• Data entries
####################

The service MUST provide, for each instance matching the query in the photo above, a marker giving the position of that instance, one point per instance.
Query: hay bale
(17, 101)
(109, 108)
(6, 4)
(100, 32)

####################

• WHAT IS REQUIRED
Word for word, return the entire set of entries.

• RESPONSE TO THE EXERCISE
The service MUST provide, for each instance matching the query in the photo above, a marker giving the position of that instance, one point per instance.
Query: hay bale
(17, 101)
(109, 108)
(6, 4)
(100, 32)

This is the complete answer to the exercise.